▸ Input records:
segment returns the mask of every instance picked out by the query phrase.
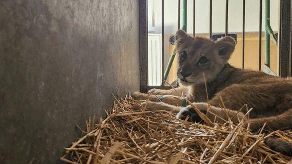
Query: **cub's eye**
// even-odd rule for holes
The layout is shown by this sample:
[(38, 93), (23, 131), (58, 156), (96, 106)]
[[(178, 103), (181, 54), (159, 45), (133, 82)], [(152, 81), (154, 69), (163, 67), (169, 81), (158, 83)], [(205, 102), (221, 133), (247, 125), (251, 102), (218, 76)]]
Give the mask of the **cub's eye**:
[(181, 53), (181, 57), (183, 59), (185, 59), (187, 57), (187, 52), (186, 51), (183, 51)]
[(208, 58), (207, 58), (205, 56), (203, 56), (199, 59), (198, 63), (199, 65), (204, 64), (207, 63), (208, 61), (209, 60), (208, 60)]

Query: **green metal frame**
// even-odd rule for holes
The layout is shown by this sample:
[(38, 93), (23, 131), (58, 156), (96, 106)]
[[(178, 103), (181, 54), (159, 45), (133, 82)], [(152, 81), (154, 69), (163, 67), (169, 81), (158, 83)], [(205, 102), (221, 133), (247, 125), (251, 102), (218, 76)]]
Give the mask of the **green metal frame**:
[[(180, 14), (180, 13), (179, 13)], [(187, 0), (183, 0), (183, 15), (182, 15), (182, 19), (183, 19), (183, 22), (182, 22), (182, 30), (184, 30), (186, 32), (187, 32)], [(164, 48), (164, 47), (162, 47)], [(166, 67), (166, 70), (165, 70), (165, 72), (164, 73), (164, 75), (163, 75), (163, 80), (162, 80), (162, 86), (164, 86), (164, 84), (165, 83), (165, 81), (167, 79), (168, 77), (168, 74), (169, 74), (169, 71), (170, 71), (170, 68), (171, 68), (171, 66), (172, 65), (172, 63), (173, 63), (173, 61), (174, 60), (174, 58), (175, 57), (176, 52), (175, 52), (175, 48), (173, 49), (172, 51), (172, 53), (171, 54), (171, 56), (170, 56), (170, 58), (169, 58), (169, 61), (168, 62), (168, 64), (167, 64), (167, 67)]]
[(275, 45), (278, 45), (277, 39), (273, 32), (270, 25), (270, 0), (265, 1), (265, 64), (270, 68), (271, 58), (270, 52), (270, 36), (274, 41)]

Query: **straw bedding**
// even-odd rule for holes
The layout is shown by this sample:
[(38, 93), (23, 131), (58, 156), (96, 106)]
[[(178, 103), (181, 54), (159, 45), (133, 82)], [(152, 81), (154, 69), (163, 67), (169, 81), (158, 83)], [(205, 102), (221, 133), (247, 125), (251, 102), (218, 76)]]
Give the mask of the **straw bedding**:
[[(291, 163), (264, 143), (270, 136), (291, 141), (291, 131), (252, 133), (234, 124), (194, 123), (166, 111), (149, 111), (126, 96), (107, 117), (86, 128), (60, 160), (71, 164)], [(207, 122), (208, 123), (207, 121)]]

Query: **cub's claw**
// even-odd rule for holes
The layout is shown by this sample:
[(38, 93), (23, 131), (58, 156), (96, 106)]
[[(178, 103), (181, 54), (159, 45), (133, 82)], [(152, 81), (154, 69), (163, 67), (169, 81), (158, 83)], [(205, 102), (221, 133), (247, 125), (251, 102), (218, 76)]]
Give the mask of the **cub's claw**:
[(147, 99), (147, 95), (139, 92), (135, 92), (131, 94), (132, 97), (137, 100), (143, 100)]
[(154, 93), (154, 94), (156, 94), (156, 95), (161, 95), (161, 93), (159, 89), (155, 89), (155, 88), (150, 90), (148, 92), (148, 93)]
[[(201, 110), (201, 112), (204, 114), (206, 113), (205, 110)], [(198, 123), (202, 121), (202, 119), (199, 115), (190, 105), (181, 109), (177, 114), (176, 117), (178, 119), (185, 120), (188, 116), (189, 116), (188, 121), (189, 122)]]

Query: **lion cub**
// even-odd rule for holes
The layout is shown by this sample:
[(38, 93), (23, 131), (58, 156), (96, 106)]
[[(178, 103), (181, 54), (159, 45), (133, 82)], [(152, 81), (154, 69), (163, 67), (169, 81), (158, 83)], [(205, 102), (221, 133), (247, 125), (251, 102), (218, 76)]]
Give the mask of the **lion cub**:
[(189, 121), (196, 122), (201, 119), (194, 109), (190, 105), (181, 107), (184, 101), (182, 94), (213, 121), (236, 122), (247, 112), (246, 108), (242, 108), (246, 104), (253, 109), (246, 121), (252, 130), (259, 129), (265, 123), (272, 130), (292, 128), (291, 78), (231, 66), (227, 61), (235, 45), (231, 37), (214, 41), (193, 38), (178, 30), (175, 48), (179, 55), (177, 77), (180, 86), (175, 90), (153, 89), (150, 92), (154, 94), (150, 95), (136, 92), (133, 97), (149, 99), (149, 108), (174, 110), (178, 118), (188, 116)]

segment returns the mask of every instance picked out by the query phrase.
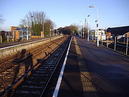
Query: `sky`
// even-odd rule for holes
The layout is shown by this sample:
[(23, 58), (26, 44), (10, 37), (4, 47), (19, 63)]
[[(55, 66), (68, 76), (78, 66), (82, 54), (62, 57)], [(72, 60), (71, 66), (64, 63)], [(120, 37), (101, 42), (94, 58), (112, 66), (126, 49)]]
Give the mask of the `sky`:
[(0, 16), (4, 19), (0, 30), (18, 26), (33, 11), (45, 12), (56, 28), (84, 25), (85, 19), (91, 29), (95, 28), (96, 19), (99, 28), (129, 26), (128, 5), (129, 0), (0, 0)]

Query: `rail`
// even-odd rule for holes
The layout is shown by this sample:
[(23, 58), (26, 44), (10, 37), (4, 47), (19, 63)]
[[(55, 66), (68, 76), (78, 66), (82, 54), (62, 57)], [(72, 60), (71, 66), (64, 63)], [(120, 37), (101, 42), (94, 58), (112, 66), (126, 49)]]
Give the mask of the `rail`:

▸ Brief: Retype all of the records above word for word, but leave out the pictures.

▸ Final result:
segment returns the mask of every instance picked out by the query phrase.
Query: **cub's eye**
// even-odd rule for holes
The layout is shown by this sample:
[(38, 93), (23, 131), (58, 156), (96, 106)]
[[(178, 103), (181, 54), (159, 45), (133, 82)], [(152, 81), (154, 69), (163, 67), (169, 81), (158, 83)], [(205, 102), (221, 133), (247, 125), (251, 102), (218, 76)]]
Give the mask of the **cub's eye**:
[(181, 53), (181, 57), (183, 59), (185, 59), (187, 57), (187, 52), (186, 51), (183, 51)]
[(208, 58), (207, 58), (205, 56), (203, 56), (199, 59), (198, 63), (199, 65), (204, 64), (207, 63), (208, 61), (209, 60), (208, 60)]

Query: **green metal frame**
// even-odd rule for holes
The layout is shown by this sample:
[(38, 93), (23, 131), (58, 156), (96, 106)]
[[(178, 103), (181, 54), (159, 45), (133, 82)], [(152, 81), (154, 69), (163, 67), (169, 81), (158, 83)], [(205, 102), (221, 133), (247, 125), (251, 102), (218, 76)]]
Give the mask of the **green metal frame**:
[[(180, 14), (180, 13), (179, 13)], [(187, 0), (183, 0), (183, 15), (182, 15), (182, 19), (183, 19), (183, 22), (182, 22), (182, 30), (184, 30), (186, 32), (187, 32)], [(164, 48), (164, 47), (162, 47)], [(166, 67), (166, 70), (165, 70), (165, 72), (164, 73), (164, 75), (163, 75), (163, 80), (162, 80), (162, 86), (164, 86), (164, 84), (165, 83), (165, 81), (167, 79), (168, 77), (168, 74), (169, 74), (169, 71), (170, 71), (170, 68), (171, 68), (171, 66), (172, 65), (172, 63), (173, 63), (173, 61), (174, 60), (174, 58), (175, 57), (176, 52), (175, 52), (175, 48), (173, 49), (172, 51), (172, 53), (171, 54), (171, 56), (170, 56), (170, 58), (169, 58), (169, 61), (168, 62), (168, 64), (167, 64), (167, 67)]]
[(275, 45), (278, 45), (277, 39), (273, 32), (270, 25), (270, 0), (265, 1), (265, 64), (270, 68), (271, 58), (270, 52), (270, 36), (274, 41)]

Query: **straw bedding**
// even-odd rule for holes
The layout is shown by this sample:
[(38, 93), (23, 131), (58, 156), (96, 106)]
[[(178, 103), (181, 54), (159, 45), (133, 82)], [(152, 81), (154, 69), (163, 67), (169, 81), (158, 83)], [(205, 102), (221, 133), (247, 125), (251, 102), (218, 76)]]
Give the mask of the **straw bedding**:
[[(291, 163), (264, 143), (270, 136), (291, 141), (291, 131), (252, 133), (234, 124), (194, 123), (166, 111), (149, 111), (126, 96), (107, 117), (86, 128), (60, 160), (71, 164)], [(207, 122), (208, 123), (207, 121)]]

Query: **cub's claw**
// even-odd rule for holes
The layout is shown by this sample:
[(38, 93), (23, 131), (58, 156), (96, 106)]
[[(178, 103), (181, 54), (159, 45), (133, 82)], [(152, 81), (154, 69), (163, 67), (169, 81), (158, 83)], [(205, 102), (221, 133), (247, 125), (251, 102), (218, 76)]]
Give the mask of the **cub's claw**:
[(147, 99), (147, 95), (139, 92), (135, 92), (131, 94), (132, 97), (137, 100), (143, 100)]
[(154, 93), (154, 94), (156, 94), (156, 95), (161, 95), (161, 93), (159, 89), (155, 89), (155, 88), (150, 90), (148, 92), (148, 93)]
[[(201, 110), (201, 112), (204, 114), (206, 113), (205, 110)], [(198, 123), (202, 121), (202, 119), (199, 115), (190, 105), (181, 109), (177, 114), (176, 117), (178, 119), (185, 120), (188, 116), (189, 116), (188, 121), (189, 122)]]

Query: **lion cub**
// even-odd rule for holes
The layout is shown by this sample:
[(38, 93), (23, 131), (58, 156), (96, 106)]
[[(178, 103), (181, 54), (159, 45), (133, 82)], [(152, 81), (154, 69), (163, 67), (169, 81), (158, 83)], [(205, 102), (221, 133), (247, 125), (251, 102), (218, 76)]]
Give the mask of the **lion cub**:
[(189, 121), (196, 122), (201, 119), (194, 109), (190, 105), (181, 107), (184, 101), (182, 94), (213, 121), (236, 122), (247, 112), (246, 108), (242, 108), (246, 104), (253, 109), (246, 121), (252, 130), (259, 129), (265, 123), (272, 130), (292, 128), (291, 78), (231, 66), (227, 61), (235, 45), (231, 37), (214, 41), (193, 38), (178, 30), (175, 48), (179, 55), (177, 77), (180, 86), (175, 90), (153, 89), (150, 92), (154, 94), (150, 95), (136, 92), (133, 97), (149, 99), (149, 108), (174, 110), (178, 118), (188, 116)]

segment returns the mask of every instance picked out by the query phrase.
Query: `sky`
// even-odd rule for holes
The layout is shown by this sample:
[(23, 58), (26, 44), (10, 37), (4, 47), (19, 63)]
[[(55, 66), (68, 76), (78, 66), (82, 54), (62, 57)], [(72, 60), (71, 66), (64, 63)], [(120, 37), (101, 42), (94, 58), (112, 66), (126, 49)]]
Give the mask of the `sky`:
[(0, 16), (4, 19), (0, 30), (18, 26), (33, 11), (45, 12), (56, 28), (84, 25), (85, 19), (91, 29), (95, 28), (96, 19), (99, 28), (129, 26), (128, 5), (129, 0), (0, 0)]

Query: `rail`
// even-odd rule for holes
The layout is shown by this sample:
[(23, 58), (26, 44), (10, 37), (4, 47), (19, 63)]
[[(55, 66), (68, 76), (78, 66), (82, 54), (62, 57)], [(72, 60), (71, 66), (64, 63)], [(120, 37), (101, 42), (94, 58), (112, 66), (126, 49)]]
Give the mask of the `rail`:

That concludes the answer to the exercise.